Thomas Callaway, better known as CeeLo Green, is likely best remembered for radio singles such as “F— You” and “Crazy.” His new album, CeeLo Green Is Thomas Callaway, takes the tone he’s best known for and softens its edges. On this album, Green walks a line between the poppy, driven music he’s known for and a more natural sound, as he deals with a live band and a more soulful R&B energy, reminiscent of Marvin Gaye and Stevie Wonder with a country twist.
“Slow Down,” a John Anderson cover, perfectly toes this line. The instrumentation is tempered, but has a lively tinge to it, most prominent in the song’s electric and acoustic guitar solos. Green’s vocals fit comfortably into this instrumentation, and the song’s message is simple but clear.
The message of CeeLo Green Is Thomas Callaway as a whole, however, is scattered. In fact, the song-to-song flow of the album is rooted solely in genre consistency; Green sticks to the naturalism in the album’s rhythm, rather than pushing for consistent lyrical meaning. The closest Green comes to a unified message is in songs such as “Little Mama” and “Don’t Lie.” The former employs a Wurlitzer and organ supported by a lush percussive instrumentation to craft a sweet, funky daughter’s ballad. The latter deals with fatherhood as well, a sort of instructional guide for the do’s and don’ts of parenting.

▶ Exercise requirements:
(1) Output the stretch of the album review from "The message of" through "don’ts of parenting.", copied word for word.
(2) According to the album review, which artist originally recorded "Slow Down"?
The data that follows is not needed for anything here.

▶ Collected material:
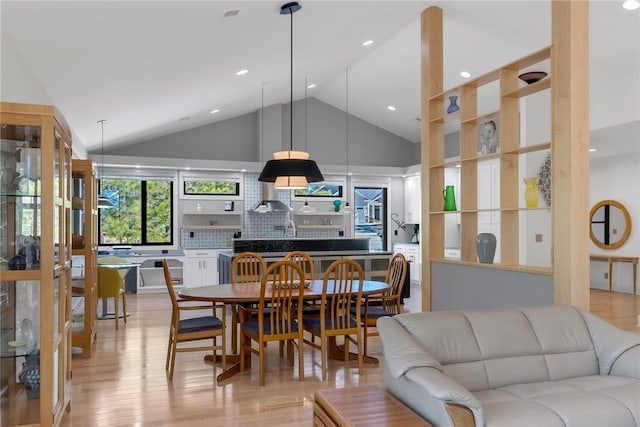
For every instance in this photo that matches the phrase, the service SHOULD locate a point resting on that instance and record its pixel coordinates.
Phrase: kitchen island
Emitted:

▶ Expected outputs:
(1)
The message of CeeLo Green Is Thomas Callaway as a whole, however, is scattered. In fact, the song-to-song flow of the album is rooted solely in genre consistency; Green sticks to the naturalism in the album’s rhythm, rather than pushing for consistent lyrical meaning. The closest Green comes to a unified message is in songs such as “Little Mama” and “Don’t Lie.” The former employs a Wurlitzer and organ supported by a lush percussive instrumentation to craft a sweet, funky daughter’s ballad. The latter deals with fatherhood as well, a sort of instructional guide for the do’s and don’ts of parenting.

(2) John Anderson